Women in Behavioral Health: A Women’s History Month Celebration

Women have played a pivotal role in shaping our understanding of mental and behavioral health. Through groundbreaking research and advocacy, women have advanced our field and ensured that it remains inclusive and accessible. In this post, we’ll celebrate some remarkable women leaders who have made significant contributions to psychology and behavioral health care.

A Pioneer in Psychology

Mary Whiton Calkins (1863 – 1930)

mary whiton calkins
Mary Whiton Calkins (1863 – 1930)

Calkins was a trailblazer in overcoming obstacles for women in psychology. Back in 1903, women were not considered qualified to earn degrees and they certainly weren’t allowed into Harvard. For that reason, one of the most important first-generation American psychologists, Mary Whiton Calkins secretly earned her Ph.D. at the Ivy League college under the pseudonym "William James”.

Throughout her career, Dr. Whiton Calkins published four books and more than 100 academic research papers. She even established one of the first psychology labs in the country at Wellesley College! In 1905 she became the first female President of the American Psychological Association (APA).

WORK INSTRUCTIONS
1) Summarize the Women's History Month post in two sentences.
2) Please reproduce the part of the Women's History Month post between "A Pioneer in" and "Psychological Association (APA).", inclusive, switching "four books" to "four volumes".
3) Which distinct years does the Women's History Month post mention? List each one once.

SUPPLIED ENTRIES
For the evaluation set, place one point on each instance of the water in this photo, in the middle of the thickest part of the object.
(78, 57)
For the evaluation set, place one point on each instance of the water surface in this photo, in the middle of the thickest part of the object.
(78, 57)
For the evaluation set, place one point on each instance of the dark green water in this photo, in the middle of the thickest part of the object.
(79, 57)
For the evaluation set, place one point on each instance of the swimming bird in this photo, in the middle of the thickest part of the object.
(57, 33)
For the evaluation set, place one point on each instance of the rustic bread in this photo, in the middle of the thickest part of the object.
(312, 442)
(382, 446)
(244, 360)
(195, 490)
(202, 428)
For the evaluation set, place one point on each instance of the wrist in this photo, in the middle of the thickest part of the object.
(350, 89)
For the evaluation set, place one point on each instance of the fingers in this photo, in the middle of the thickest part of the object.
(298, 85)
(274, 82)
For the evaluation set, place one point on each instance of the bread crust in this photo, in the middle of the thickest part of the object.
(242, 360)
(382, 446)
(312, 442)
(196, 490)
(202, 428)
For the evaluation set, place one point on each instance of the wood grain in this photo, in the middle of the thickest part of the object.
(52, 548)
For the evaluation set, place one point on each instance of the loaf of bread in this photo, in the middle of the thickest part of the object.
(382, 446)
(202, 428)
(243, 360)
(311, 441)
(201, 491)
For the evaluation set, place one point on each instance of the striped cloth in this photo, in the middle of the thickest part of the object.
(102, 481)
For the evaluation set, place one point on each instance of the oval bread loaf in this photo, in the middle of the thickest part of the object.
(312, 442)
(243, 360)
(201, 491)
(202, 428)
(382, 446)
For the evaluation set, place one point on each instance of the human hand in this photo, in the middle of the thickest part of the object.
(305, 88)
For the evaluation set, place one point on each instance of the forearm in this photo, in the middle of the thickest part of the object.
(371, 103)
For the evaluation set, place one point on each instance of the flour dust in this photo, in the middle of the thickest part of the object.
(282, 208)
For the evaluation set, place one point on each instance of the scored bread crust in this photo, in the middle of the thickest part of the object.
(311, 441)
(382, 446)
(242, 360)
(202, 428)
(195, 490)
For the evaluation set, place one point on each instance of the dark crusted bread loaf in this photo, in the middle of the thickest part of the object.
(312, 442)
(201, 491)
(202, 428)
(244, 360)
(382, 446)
--
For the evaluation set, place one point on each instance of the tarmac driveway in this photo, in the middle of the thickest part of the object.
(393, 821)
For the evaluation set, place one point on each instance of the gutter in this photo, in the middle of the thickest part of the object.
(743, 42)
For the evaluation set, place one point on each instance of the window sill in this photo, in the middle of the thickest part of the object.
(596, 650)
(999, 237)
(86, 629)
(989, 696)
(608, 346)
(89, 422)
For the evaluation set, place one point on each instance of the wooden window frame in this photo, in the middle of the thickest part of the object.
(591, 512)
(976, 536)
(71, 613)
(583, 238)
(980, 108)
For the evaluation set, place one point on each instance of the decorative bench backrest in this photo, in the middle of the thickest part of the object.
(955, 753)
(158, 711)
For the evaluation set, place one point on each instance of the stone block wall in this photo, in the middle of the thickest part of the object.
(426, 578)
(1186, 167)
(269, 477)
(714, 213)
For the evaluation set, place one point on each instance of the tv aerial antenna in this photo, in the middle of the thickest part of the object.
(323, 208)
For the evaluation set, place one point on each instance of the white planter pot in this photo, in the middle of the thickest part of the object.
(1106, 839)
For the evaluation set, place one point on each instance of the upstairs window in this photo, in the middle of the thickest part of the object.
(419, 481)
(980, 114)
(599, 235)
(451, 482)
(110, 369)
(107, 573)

SOLUTIONS FOR EACH TASK
1) The post celebrates women who have shaped mental and behavioral health through research and advocacy, focusing on Mary Whiton Calkins (1863 – 1930), described as a trailblazer in overcoming obstacles for women in psychology. Calkins published four books and more than 100 academic research papers, established one of the first psychology labs in the country at Wellesley College, and in 1905 became the first female President of the American Psychological Association (APA).

2)
A Pioneer in Psychology

Mary Whiton Calkins (1863 – 1930)

mary whiton calkins
Mary Whiton Calkins (1863 – 1930)

Calkins was a trailblazer in overcoming obstacles for women in psychology. Back in 1903, women were not considered qualified to earn degrees and they certainly weren’t allowed into Harvard. For that reason, one of the most important first-generation American psychologists, Mary Whiton Calkins secretly earned her Ph.D. at the Ivy League college under the pseudonym "William James”.

Throughout her career, Dr. Whiton Calkins published four volumes and more than 100 academic research papers. She even established one of the first psychology labs in the country at Wellesley College! In 1905 she became the first female President of the American Psychological Association (APA).

3) 1863, 1930, 1903, 1905